● **Goal of the exercise**
Edit the material below by changing every "instance" to "object". Reproduce everything else unchanged.

● **Contour annotation records**
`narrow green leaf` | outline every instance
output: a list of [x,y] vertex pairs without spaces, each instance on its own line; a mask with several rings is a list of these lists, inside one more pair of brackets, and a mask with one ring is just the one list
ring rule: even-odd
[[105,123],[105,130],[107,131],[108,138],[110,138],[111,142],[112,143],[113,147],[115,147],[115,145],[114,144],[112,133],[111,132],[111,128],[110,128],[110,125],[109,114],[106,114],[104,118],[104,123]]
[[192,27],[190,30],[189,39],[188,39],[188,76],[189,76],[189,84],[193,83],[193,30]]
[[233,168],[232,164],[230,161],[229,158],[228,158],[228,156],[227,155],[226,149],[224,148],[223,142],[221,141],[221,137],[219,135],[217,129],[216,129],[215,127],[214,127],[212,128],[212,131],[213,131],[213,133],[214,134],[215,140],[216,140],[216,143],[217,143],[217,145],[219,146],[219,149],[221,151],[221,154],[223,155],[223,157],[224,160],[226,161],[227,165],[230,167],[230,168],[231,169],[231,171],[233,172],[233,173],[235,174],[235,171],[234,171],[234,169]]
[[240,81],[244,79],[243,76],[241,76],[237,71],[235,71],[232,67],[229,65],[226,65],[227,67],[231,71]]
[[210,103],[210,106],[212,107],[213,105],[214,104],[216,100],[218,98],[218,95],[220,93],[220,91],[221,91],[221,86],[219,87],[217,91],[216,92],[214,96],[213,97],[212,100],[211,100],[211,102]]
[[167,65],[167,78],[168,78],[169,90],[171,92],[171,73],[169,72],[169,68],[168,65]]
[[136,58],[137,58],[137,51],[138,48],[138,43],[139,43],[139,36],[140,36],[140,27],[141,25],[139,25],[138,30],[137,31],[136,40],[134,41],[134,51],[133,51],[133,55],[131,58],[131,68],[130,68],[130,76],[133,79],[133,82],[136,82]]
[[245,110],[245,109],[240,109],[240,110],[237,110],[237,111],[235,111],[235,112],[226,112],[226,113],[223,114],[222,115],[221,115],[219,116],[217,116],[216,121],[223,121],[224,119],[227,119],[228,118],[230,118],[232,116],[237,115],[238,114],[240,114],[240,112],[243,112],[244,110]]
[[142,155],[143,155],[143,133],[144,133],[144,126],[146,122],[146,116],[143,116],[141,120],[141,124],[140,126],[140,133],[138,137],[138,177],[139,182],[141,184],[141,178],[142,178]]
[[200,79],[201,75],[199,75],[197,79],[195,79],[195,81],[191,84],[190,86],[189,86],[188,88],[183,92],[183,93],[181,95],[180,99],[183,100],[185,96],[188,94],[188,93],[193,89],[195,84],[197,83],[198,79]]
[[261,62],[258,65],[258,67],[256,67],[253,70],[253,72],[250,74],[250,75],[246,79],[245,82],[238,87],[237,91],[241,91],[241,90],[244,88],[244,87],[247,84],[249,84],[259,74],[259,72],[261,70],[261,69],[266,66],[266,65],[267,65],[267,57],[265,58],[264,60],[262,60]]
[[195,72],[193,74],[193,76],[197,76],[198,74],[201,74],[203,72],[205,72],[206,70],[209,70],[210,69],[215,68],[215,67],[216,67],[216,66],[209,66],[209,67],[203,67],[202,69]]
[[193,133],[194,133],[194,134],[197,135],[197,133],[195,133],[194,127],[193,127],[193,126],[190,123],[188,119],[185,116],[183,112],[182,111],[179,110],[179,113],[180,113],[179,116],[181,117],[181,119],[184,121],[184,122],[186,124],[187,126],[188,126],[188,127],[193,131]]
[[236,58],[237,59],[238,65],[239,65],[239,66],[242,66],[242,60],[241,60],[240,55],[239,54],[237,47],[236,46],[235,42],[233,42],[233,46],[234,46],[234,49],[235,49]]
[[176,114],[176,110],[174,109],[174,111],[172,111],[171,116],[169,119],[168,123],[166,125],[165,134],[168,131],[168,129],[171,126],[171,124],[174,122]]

● **Exercise output**
`narrow green leaf` | outline every object
output: a list of [x,y] vertex pairs without spaces, each object on its own line; a mask with several rings is a list of these lists, inside one more pair of brackets, and a mask with one ring is just the one list
ring rule: even-odd
[[105,123],[105,130],[107,131],[108,138],[110,138],[111,142],[112,143],[113,147],[115,147],[115,145],[114,144],[112,133],[111,132],[111,128],[110,128],[110,125],[109,114],[106,114],[104,118],[104,123]]
[[192,27],[190,30],[189,39],[188,39],[188,76],[189,76],[189,84],[193,83],[193,30]]
[[233,168],[232,164],[230,161],[229,158],[228,158],[228,156],[227,155],[226,149],[224,148],[223,142],[221,141],[221,137],[219,135],[217,129],[216,129],[215,127],[214,127],[212,128],[212,131],[213,131],[213,133],[214,134],[215,140],[216,140],[216,143],[217,143],[217,145],[219,146],[219,149],[221,151],[221,154],[223,155],[223,157],[224,160],[226,161],[227,165],[230,167],[230,168],[231,169],[231,171],[233,172],[233,173],[235,174],[235,171],[234,171],[234,169]]
[[240,81],[244,79],[243,76],[241,76],[237,71],[235,71],[232,67],[229,65],[226,65],[227,67],[231,71]]
[[210,103],[210,106],[212,107],[213,105],[214,104],[216,100],[218,98],[218,95],[220,93],[220,91],[221,91],[221,86],[219,87],[217,91],[216,92],[214,96],[213,97],[212,100],[211,100],[211,102]]
[[167,65],[167,78],[168,78],[169,90],[171,92],[171,73],[169,72],[169,68],[168,65]]
[[136,58],[137,58],[137,51],[138,48],[138,43],[139,43],[139,36],[140,36],[140,27],[141,25],[139,25],[138,30],[137,31],[136,40],[134,41],[134,51],[133,51],[133,55],[131,58],[131,68],[130,68],[130,76],[133,79],[133,82],[136,82]]
[[245,110],[245,109],[240,109],[240,110],[237,110],[237,111],[235,111],[235,112],[226,112],[226,113],[223,114],[222,115],[221,115],[219,116],[217,116],[216,121],[223,121],[224,119],[227,119],[228,118],[230,118],[232,116],[237,115],[238,114],[240,114],[240,112],[243,112],[244,110]]
[[142,155],[143,155],[143,133],[144,133],[144,126],[146,122],[146,116],[143,116],[141,120],[141,124],[140,126],[140,133],[138,137],[138,177],[139,182],[141,184],[141,178],[142,178]]
[[200,79],[201,75],[199,75],[197,79],[195,79],[195,81],[191,84],[190,86],[189,86],[188,88],[183,92],[183,93],[181,95],[180,99],[183,100],[185,96],[188,94],[188,93],[193,89],[195,84],[197,83],[198,79]]
[[261,62],[258,65],[258,67],[256,67],[253,70],[253,72],[250,74],[250,75],[246,79],[245,82],[238,87],[237,91],[241,91],[241,90],[244,88],[244,87],[247,84],[249,84],[259,74],[259,72],[261,70],[261,69],[266,66],[266,65],[267,65],[267,57],[265,58],[264,60],[262,60]]
[[195,72],[193,74],[193,76],[197,76],[198,74],[201,74],[203,72],[205,72],[206,70],[209,70],[210,69],[215,68],[215,67],[216,67],[216,66],[209,66],[209,67],[203,67],[202,69]]
[[193,133],[194,133],[194,134],[197,135],[197,133],[195,133],[194,127],[193,127],[193,126],[190,123],[188,119],[185,116],[183,112],[182,111],[179,110],[179,113],[180,113],[179,116],[181,117],[181,119],[184,121],[184,122],[186,124],[187,126],[188,126],[188,127],[193,131]]
[[236,58],[237,59],[238,65],[239,65],[239,66],[242,66],[242,60],[241,60],[240,55],[239,54],[237,47],[236,46],[235,42],[233,42],[233,46],[234,46],[234,49],[235,49]]
[[176,114],[176,110],[174,109],[174,111],[172,111],[171,116],[169,119],[168,123],[166,125],[165,134],[168,131],[168,129],[171,126],[171,124],[174,122]]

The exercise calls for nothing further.